> SELECTED EXCERPT:
====

What is the average latency on Starlink?
Starlink averages 25–60 ms round-trip time under normal conditions. This is measured from your device to a server and back, passing through the dish, the LEO satellite at ~550 km altitude, a ground station, and the internet backbone.
Why is Starlink latency so much lower than older satellite internet?
Older GEO satellites orbit at 35,786 km, producing ~600 ms round-trip times. Starlink's LEO constellation orbits at roughly 550 km, cutting the signal travel distance by about 98%, which is why latency drops to 25–60 ms instead of 600 ms.
What causes Starlink latency spikes?
The three main causes are satellite handoffs (occurring roughly every 15 seconds as the dish switches between passing satellites), brief dish obstructions from trees or buildings, and network congestion during peak evening hours when many users share the same ground station.
Can you game on Starlink with 25–60 ms latency?
Casual and co-op gaming works well at 25–60 ms. Competitive first-person shooters are challenging not because of average latency but because of brief spikes to 100–500 ms during satellite handoffs, which can cause rubber-banding or momentary freezes.

====

> GIVEN DATA:
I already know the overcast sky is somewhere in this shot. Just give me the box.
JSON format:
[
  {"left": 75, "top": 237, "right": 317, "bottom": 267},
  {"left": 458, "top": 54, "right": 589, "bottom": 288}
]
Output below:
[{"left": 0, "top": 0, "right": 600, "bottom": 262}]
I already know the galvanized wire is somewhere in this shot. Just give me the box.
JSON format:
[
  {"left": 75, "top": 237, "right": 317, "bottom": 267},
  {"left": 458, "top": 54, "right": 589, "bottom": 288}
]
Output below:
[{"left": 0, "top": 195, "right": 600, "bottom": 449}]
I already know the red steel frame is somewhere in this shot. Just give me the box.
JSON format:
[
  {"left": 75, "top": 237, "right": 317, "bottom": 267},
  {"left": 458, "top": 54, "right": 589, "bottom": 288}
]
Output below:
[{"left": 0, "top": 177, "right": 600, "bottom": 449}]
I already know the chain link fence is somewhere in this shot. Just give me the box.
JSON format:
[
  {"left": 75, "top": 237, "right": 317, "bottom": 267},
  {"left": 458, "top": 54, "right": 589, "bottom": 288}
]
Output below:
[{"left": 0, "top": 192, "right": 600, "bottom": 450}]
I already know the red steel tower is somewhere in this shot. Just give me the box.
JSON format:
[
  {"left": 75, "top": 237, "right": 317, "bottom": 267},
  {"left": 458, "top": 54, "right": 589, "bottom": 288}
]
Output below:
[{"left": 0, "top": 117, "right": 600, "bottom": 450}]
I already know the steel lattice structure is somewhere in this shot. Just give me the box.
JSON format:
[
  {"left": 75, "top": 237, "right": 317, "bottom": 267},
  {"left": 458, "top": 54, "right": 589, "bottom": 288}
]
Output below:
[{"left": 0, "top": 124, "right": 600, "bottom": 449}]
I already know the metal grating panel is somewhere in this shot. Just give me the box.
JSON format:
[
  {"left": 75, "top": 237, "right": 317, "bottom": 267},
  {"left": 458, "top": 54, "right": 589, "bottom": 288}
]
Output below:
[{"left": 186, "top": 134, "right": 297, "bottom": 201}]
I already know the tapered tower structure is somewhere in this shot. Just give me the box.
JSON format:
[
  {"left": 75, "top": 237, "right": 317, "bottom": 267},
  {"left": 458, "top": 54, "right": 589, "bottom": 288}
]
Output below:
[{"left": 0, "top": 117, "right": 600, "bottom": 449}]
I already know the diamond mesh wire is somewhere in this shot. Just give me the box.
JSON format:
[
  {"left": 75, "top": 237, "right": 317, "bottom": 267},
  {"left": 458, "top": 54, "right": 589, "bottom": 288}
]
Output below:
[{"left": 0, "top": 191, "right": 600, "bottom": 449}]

====

> COMPLETE THE FOLLOWING:
#1 List the causes of Starlink latency spikes that the Starlink latency FAQ names.
#2 Rewrite the paragraph of the Starlink latency FAQ that begins "Older GEO satellites orbit" as a short bulleted list that keeps its main facts.
#3 Write the next part of the Starlink latency FAQ, picking up after its final sentence.

> RESULTS:
#1
- Satellite handoffs, about every 15 seconds as the dish switches between passing satellites
- Brief dish obstructions from trees or buildings
- Network congestion during peak evening hours, when many users share the same ground station

#2
- Older GEO satellites orbit at 35,786 km and produce round-trip times of about 600 ms.
- Starlink's LEO constellation orbits at roughly 550 km.
- This cuts the signal's travel distance by about 98%.
- As a result, latency is 25–60 ms instead of 600 ms.

#3
How do I test my actual Starlink latency?
Use SpeedTestHQ or the built-in Starlink app diagnostics. The Starlink app also shows a ping graph over time and reports the percentage of time your connection had elevated latency above 100 ms, which is more informative than a single snapshot test.
Does Starlink jitter affect video calls?
Starlink jitter typically ranges from 5–20 ms during normal operation, which is acceptable for Zoom and Teams calls. During satellite handoffs or congestion, jitter can spike briefly, occasionally causing a dropped frame or momentary audio glitch, but calls generally remain usable.